Output exactly the lines between the line that contains "Could you indicate the black" and the last line of the material, counting both.
-----
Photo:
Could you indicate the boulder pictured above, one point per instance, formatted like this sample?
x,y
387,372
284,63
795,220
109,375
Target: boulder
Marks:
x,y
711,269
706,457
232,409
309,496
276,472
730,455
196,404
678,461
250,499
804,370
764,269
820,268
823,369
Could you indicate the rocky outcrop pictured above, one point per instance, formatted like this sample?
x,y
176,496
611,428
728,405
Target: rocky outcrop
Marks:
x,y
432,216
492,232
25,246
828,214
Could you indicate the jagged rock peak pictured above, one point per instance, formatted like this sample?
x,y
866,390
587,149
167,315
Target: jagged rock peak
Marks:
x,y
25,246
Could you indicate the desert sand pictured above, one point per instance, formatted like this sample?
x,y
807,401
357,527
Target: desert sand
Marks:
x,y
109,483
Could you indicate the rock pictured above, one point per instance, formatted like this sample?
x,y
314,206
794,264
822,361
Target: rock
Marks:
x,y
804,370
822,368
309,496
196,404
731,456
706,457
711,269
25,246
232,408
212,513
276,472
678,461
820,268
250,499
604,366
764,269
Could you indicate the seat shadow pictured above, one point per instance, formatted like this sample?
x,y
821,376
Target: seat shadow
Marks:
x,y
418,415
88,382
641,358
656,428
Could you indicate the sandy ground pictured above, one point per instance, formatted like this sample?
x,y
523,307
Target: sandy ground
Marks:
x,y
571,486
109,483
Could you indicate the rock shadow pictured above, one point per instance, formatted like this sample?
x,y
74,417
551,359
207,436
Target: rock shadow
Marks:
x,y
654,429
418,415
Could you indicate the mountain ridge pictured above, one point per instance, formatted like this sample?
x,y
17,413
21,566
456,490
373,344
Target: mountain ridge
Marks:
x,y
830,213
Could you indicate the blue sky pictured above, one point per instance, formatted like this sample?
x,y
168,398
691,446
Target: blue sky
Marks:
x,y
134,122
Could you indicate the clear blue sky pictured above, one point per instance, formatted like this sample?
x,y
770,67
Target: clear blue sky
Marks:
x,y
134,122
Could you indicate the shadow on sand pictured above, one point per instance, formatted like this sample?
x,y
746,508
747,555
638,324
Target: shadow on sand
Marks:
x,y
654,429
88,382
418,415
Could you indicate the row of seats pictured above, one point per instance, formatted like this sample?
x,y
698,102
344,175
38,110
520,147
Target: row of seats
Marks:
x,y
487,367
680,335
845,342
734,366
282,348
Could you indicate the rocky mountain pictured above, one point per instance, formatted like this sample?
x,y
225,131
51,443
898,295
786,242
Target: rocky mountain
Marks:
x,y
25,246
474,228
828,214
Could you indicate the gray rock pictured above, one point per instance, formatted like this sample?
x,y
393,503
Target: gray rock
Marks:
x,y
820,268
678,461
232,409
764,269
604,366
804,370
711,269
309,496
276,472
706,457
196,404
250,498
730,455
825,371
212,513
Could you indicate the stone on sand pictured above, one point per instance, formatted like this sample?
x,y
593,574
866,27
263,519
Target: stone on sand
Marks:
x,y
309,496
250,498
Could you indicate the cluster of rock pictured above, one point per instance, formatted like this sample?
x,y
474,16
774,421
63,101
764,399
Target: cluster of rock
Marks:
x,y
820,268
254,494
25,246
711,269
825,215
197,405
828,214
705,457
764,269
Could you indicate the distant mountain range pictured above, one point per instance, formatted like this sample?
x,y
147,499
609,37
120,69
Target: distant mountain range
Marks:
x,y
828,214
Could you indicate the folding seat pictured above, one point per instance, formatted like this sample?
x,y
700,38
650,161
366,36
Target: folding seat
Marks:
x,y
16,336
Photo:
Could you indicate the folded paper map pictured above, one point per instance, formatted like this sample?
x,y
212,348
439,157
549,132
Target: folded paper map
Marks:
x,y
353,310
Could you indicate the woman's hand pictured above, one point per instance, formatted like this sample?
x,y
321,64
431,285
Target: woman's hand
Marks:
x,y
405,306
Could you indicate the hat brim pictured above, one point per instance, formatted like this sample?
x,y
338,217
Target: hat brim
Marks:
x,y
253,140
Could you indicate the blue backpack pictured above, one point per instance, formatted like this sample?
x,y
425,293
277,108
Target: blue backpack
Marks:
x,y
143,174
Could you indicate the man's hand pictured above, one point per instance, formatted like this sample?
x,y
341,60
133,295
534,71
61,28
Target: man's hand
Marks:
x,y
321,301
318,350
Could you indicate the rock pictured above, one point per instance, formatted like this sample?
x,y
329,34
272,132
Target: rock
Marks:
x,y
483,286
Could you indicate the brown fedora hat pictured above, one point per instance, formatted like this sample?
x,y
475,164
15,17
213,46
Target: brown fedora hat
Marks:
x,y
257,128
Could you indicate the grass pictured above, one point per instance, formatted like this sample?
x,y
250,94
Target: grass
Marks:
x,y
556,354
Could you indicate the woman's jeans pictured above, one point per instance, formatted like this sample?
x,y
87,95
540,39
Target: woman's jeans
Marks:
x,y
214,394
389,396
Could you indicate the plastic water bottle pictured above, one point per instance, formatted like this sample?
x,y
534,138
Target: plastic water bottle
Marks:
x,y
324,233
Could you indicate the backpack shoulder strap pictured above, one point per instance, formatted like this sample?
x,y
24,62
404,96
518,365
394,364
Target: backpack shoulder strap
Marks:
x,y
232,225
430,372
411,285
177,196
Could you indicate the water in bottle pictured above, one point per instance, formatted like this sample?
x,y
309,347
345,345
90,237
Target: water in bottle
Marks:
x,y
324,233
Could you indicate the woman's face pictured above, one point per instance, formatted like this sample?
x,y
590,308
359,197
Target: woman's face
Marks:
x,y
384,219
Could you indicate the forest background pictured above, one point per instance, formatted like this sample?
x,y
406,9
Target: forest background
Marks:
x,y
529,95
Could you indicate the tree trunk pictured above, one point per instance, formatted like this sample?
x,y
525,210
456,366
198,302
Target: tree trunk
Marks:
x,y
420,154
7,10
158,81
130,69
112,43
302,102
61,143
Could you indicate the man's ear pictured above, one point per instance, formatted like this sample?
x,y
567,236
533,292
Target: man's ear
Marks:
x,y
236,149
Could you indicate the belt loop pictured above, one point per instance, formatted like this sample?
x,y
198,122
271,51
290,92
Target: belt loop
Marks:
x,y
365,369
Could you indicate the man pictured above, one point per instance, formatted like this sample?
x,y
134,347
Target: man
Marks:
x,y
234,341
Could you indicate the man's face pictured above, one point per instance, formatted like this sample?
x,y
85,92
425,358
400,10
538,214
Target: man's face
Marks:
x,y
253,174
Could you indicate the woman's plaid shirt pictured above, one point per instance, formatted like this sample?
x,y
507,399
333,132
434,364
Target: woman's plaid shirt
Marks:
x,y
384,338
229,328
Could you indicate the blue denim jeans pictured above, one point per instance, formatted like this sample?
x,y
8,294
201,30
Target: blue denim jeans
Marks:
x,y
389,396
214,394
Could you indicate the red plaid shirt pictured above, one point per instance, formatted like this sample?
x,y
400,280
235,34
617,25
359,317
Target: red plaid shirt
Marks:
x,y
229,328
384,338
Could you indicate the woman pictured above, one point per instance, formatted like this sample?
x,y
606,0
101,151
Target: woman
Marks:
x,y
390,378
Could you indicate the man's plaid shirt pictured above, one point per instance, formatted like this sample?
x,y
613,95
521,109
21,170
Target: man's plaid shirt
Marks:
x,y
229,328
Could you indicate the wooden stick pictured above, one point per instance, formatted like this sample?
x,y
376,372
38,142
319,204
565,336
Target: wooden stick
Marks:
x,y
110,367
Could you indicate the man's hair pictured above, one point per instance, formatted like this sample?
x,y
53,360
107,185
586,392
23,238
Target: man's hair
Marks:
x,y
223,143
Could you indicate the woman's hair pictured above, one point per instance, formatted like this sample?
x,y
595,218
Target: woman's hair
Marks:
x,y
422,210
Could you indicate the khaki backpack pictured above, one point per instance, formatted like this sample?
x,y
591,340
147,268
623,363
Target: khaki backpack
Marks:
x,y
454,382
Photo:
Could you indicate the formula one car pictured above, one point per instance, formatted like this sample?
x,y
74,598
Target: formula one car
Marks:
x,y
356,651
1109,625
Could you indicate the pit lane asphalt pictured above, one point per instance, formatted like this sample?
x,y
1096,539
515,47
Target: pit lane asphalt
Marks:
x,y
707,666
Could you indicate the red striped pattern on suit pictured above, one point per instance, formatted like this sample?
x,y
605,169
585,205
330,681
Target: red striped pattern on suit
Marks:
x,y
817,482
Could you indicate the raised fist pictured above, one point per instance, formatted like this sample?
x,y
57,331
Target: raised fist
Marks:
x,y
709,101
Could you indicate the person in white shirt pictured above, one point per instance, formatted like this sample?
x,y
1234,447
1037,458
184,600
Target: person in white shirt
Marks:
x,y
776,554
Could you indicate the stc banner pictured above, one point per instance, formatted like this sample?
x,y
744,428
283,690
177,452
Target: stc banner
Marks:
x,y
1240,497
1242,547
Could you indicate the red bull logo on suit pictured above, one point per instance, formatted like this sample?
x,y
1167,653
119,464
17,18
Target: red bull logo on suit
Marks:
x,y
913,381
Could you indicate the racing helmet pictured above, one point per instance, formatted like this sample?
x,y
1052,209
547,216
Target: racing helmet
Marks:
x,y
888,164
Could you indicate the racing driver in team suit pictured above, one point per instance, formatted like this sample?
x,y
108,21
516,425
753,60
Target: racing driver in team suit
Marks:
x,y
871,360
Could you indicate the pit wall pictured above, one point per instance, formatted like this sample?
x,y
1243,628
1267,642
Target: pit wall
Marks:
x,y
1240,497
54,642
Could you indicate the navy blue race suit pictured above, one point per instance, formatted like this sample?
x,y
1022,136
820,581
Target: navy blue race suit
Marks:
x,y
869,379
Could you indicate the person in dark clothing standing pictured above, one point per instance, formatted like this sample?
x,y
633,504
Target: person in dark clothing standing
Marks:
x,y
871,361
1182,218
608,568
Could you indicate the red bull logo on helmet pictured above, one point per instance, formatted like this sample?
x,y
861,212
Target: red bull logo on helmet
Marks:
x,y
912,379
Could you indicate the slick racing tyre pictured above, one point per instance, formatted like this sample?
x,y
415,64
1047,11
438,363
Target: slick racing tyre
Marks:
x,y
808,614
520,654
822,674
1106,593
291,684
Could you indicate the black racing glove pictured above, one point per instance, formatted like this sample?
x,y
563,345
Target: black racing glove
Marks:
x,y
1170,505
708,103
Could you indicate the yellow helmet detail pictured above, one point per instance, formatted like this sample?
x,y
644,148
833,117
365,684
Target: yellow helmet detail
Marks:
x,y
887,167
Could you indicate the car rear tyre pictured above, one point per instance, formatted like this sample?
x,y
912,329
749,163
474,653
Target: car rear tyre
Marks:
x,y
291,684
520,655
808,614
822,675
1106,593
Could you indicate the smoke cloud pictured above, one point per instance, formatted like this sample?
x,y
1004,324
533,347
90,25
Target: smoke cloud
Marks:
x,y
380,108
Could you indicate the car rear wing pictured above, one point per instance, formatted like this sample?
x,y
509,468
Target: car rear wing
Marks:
-----
* Result for this exercise *
Could you indicate the black racing glove pictured above, one point per instance, formatted like this sample?
x,y
563,345
Target: black racing glove
Marks:
x,y
1170,505
708,103
Could you indicate the yellow helmet detail pictured above, one point per instance, formatted like this sample?
x,y
644,148
833,117
365,684
Target: yellow helmet detail
Marks:
x,y
887,167
Could you indicate the car rear tyre pictured above, one point per instance, formatted like this sample?
x,y
912,329
749,163
474,653
Target: car rear tyre
Marks:
x,y
291,684
520,655
808,614
822,675
1106,593
Could you indicate the smoke cloud pictured above, one point per instance, formatted like this sample?
x,y
1004,324
533,347
90,25
Target: smoke cloud
Marks:
x,y
380,108
Could you indicate the car rear wing pictured above, one point per instance, formatted like this sample?
x,y
509,468
Target: car rear wing
Marks:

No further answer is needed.